* [TASK DIRECTIONS] In the entries below, go to the line containing "Tag any visible fender" and repeat it along with every later line, exactly.

* [RECORDS TO USE]
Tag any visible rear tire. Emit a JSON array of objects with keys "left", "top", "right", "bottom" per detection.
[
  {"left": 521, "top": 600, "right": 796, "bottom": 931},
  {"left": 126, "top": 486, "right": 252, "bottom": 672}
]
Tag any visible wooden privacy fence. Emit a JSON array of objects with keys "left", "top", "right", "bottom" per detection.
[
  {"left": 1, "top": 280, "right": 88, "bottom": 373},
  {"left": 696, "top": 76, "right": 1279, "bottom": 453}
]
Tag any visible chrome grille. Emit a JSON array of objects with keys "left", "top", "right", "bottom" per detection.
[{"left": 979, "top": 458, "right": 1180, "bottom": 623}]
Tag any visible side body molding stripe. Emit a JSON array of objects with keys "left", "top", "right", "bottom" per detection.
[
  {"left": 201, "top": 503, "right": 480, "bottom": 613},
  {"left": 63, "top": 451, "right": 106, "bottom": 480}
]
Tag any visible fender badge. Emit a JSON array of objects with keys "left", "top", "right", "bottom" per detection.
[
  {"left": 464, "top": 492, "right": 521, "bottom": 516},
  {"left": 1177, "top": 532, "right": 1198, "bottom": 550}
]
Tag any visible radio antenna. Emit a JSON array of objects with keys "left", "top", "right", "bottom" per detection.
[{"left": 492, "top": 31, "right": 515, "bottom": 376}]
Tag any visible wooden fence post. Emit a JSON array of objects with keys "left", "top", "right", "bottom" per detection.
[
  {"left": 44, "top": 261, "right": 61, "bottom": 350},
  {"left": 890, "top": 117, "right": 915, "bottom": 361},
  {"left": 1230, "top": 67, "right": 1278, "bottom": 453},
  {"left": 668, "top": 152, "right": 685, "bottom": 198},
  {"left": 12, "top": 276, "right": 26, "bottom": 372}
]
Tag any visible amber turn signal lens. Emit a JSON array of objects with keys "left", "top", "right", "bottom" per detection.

* [ANSWER TO THIS EXERCISE]
Tag any visible fender badge. Emit a JSON array of objects with keys "left", "top", "right", "bottom" per detection.
[
  {"left": 464, "top": 492, "right": 521, "bottom": 516},
  {"left": 1177, "top": 532, "right": 1198, "bottom": 550}
]
Tag any visible radio antenna. Emit a JSON array of objects with keys "left", "top", "right", "bottom" per detection.
[{"left": 492, "top": 31, "right": 515, "bottom": 376}]
Tag any visible wooden fence post. Emit a JSON array of objects with keys "left", "top", "right", "bottom" per detection.
[
  {"left": 44, "top": 261, "right": 61, "bottom": 350},
  {"left": 890, "top": 117, "right": 915, "bottom": 361},
  {"left": 1230, "top": 67, "right": 1278, "bottom": 453},
  {"left": 668, "top": 152, "right": 685, "bottom": 198},
  {"left": 12, "top": 276, "right": 26, "bottom": 372}
]
Tag any visible amber turn signal lens. Emit a JSON array of objects with keys "left", "top", "right", "bottom" per detection.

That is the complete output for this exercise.